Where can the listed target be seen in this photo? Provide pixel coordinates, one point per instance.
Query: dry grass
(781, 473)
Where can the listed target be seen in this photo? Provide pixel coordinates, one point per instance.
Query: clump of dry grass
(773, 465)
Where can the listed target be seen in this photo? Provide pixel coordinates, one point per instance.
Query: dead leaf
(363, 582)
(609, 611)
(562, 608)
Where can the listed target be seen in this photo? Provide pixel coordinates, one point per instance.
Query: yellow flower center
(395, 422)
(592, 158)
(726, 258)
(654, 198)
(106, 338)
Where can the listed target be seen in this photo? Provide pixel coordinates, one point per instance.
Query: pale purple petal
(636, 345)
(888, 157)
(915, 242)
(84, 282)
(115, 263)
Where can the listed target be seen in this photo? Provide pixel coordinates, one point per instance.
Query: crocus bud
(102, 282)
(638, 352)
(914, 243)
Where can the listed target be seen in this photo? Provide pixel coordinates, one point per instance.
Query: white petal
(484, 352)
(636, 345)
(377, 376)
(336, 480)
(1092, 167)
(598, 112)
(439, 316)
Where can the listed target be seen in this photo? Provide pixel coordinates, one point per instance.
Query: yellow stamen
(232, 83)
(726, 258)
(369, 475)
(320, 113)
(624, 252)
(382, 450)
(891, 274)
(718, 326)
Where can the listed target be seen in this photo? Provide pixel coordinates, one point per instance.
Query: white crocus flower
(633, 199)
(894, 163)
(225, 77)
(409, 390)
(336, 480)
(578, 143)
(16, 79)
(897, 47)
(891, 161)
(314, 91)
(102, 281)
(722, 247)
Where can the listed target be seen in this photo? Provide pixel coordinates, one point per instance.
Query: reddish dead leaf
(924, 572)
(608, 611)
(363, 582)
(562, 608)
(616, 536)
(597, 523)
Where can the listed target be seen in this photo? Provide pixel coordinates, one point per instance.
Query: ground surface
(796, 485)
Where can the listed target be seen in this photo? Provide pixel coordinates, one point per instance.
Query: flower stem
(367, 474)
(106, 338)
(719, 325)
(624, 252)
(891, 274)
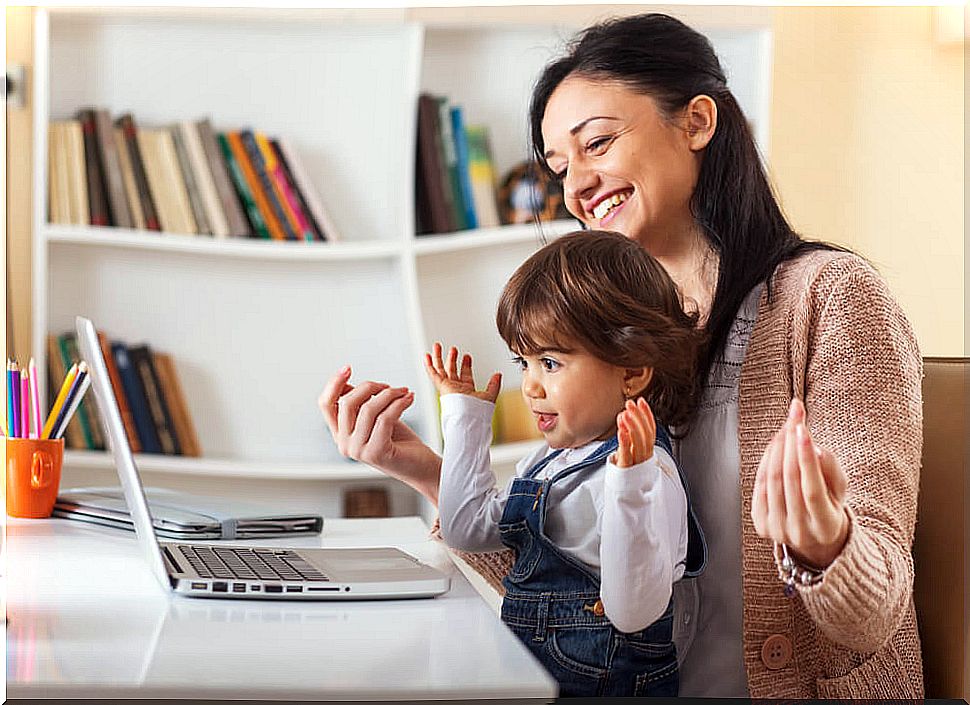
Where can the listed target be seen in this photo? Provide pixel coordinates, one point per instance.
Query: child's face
(575, 397)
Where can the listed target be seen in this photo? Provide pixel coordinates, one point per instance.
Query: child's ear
(635, 380)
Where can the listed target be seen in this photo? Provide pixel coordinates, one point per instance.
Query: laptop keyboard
(251, 563)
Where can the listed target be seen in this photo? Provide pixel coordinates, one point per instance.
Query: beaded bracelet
(790, 573)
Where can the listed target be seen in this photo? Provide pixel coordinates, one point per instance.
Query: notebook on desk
(220, 571)
(178, 515)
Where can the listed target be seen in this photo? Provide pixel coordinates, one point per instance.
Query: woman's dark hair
(660, 56)
(603, 293)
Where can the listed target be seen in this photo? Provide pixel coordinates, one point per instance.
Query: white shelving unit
(257, 327)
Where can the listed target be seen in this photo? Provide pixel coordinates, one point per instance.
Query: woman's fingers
(335, 388)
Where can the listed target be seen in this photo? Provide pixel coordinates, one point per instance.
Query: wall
(867, 150)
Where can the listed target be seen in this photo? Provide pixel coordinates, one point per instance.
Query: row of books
(186, 178)
(455, 184)
(150, 398)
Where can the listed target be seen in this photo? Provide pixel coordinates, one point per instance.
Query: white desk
(86, 619)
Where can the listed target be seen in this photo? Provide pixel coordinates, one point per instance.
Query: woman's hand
(799, 494)
(448, 379)
(636, 432)
(365, 422)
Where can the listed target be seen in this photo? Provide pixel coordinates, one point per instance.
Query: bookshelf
(256, 327)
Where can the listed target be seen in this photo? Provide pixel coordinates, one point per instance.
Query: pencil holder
(33, 476)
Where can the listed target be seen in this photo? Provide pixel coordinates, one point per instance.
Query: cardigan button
(776, 652)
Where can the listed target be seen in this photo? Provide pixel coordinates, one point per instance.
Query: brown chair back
(940, 544)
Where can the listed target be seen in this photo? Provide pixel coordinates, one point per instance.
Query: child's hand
(448, 380)
(636, 434)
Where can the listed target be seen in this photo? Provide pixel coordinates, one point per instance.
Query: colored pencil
(34, 398)
(59, 401)
(82, 372)
(15, 383)
(10, 417)
(80, 389)
(24, 405)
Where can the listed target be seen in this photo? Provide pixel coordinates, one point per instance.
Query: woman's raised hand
(636, 432)
(799, 494)
(365, 422)
(449, 379)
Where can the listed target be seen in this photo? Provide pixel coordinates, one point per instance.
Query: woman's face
(623, 166)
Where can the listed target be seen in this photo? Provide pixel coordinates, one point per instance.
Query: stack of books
(455, 176)
(186, 179)
(153, 407)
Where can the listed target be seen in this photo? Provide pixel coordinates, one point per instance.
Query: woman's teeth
(606, 205)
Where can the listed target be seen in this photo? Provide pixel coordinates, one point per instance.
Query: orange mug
(33, 476)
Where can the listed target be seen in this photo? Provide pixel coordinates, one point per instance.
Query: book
(128, 175)
(88, 410)
(481, 173)
(127, 124)
(73, 436)
(255, 157)
(191, 187)
(178, 515)
(450, 163)
(178, 409)
(432, 202)
(135, 394)
(242, 188)
(284, 190)
(214, 215)
(97, 200)
(232, 208)
(252, 180)
(300, 178)
(464, 178)
(111, 170)
(127, 419)
(141, 360)
(77, 178)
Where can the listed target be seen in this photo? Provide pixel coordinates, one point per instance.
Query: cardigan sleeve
(863, 402)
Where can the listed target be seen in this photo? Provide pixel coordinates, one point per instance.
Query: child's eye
(549, 364)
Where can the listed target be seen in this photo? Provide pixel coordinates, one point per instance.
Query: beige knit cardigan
(829, 332)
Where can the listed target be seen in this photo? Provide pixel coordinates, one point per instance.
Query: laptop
(250, 572)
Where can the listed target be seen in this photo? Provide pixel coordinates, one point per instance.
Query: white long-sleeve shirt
(627, 524)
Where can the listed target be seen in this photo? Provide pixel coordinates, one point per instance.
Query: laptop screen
(118, 443)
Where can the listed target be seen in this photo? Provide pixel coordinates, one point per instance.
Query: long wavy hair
(733, 202)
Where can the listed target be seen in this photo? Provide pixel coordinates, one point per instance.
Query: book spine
(242, 187)
(188, 178)
(274, 211)
(88, 405)
(464, 178)
(238, 225)
(178, 408)
(114, 182)
(127, 124)
(214, 216)
(127, 419)
(136, 399)
(450, 163)
(284, 193)
(141, 360)
(300, 178)
(430, 167)
(73, 435)
(128, 174)
(97, 201)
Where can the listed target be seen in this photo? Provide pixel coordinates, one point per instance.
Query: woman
(803, 456)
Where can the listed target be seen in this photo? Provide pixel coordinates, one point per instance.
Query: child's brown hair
(604, 293)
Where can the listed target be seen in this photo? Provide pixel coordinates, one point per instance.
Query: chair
(940, 544)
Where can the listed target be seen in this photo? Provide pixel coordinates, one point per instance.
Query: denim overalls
(552, 600)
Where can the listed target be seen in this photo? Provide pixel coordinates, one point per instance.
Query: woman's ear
(701, 114)
(635, 380)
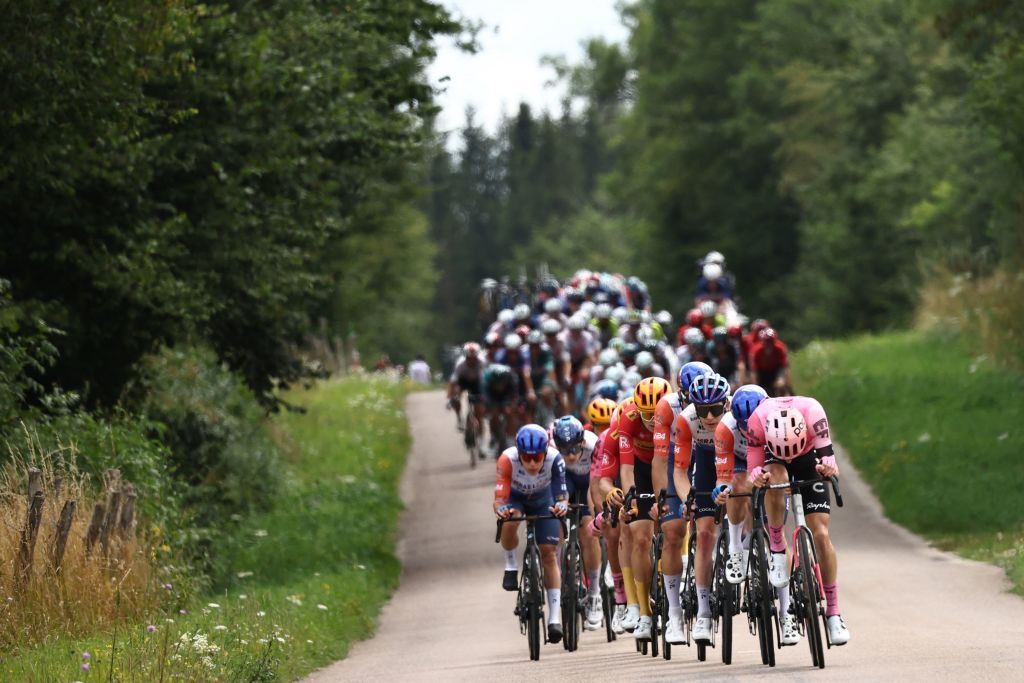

▸ Do this
Pull out every line in the data above that contains the word "grass". Case counts, so match capital and small letters.

▸ Exercise result
Query: dry grass
Query: clump of dry grass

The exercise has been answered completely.